#### [DIRECTIONS FOR THIS TASK]
Where does the word "query" appear in the data? Copy every line that holds it.
DATASET RECORDS Start Marker
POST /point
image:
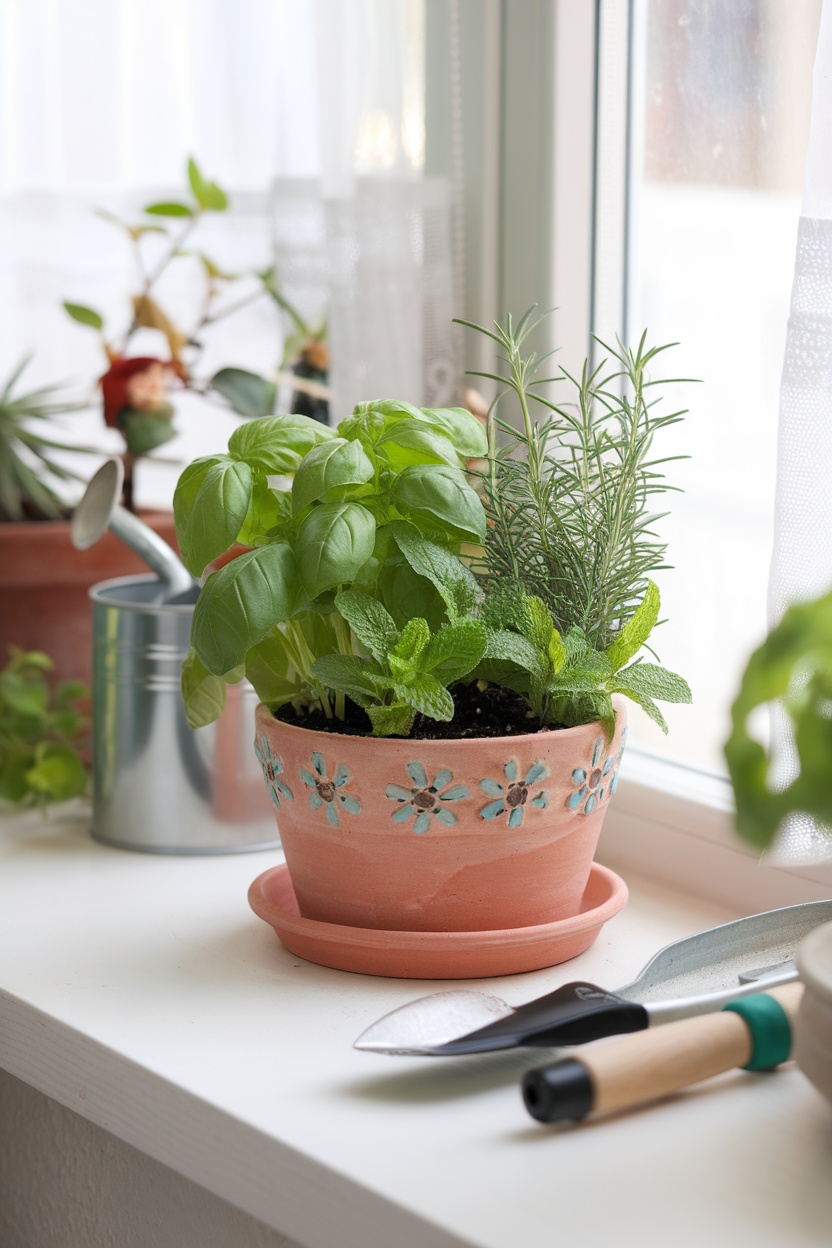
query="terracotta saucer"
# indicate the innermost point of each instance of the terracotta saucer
(435, 955)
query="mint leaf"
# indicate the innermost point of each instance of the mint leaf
(513, 648)
(655, 682)
(427, 695)
(454, 650)
(636, 630)
(457, 583)
(372, 623)
(412, 642)
(362, 679)
(396, 720)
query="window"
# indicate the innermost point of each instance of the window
(710, 191)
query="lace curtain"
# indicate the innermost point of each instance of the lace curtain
(802, 555)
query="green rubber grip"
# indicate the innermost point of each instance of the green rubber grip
(771, 1032)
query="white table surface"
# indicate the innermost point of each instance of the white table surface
(141, 992)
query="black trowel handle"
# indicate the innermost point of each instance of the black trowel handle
(571, 1015)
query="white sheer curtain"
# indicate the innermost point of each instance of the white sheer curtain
(309, 112)
(802, 557)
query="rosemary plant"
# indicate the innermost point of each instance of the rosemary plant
(569, 496)
(570, 539)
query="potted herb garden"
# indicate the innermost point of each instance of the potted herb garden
(440, 655)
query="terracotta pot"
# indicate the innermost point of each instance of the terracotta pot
(460, 835)
(44, 584)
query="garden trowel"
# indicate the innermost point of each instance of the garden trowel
DATASET RECORDS End Marker
#### [EXERCISE RESPONSE]
query="terracotta saucer"
query="mint leaf"
query="window"
query="lace curtain"
query="green rubber grip"
query="white table surface"
query="black trowel handle"
query="white sheer curtain"
query="rosemary plant"
query="potted herb garden"
query="terracotta pot"
query="garden trowel"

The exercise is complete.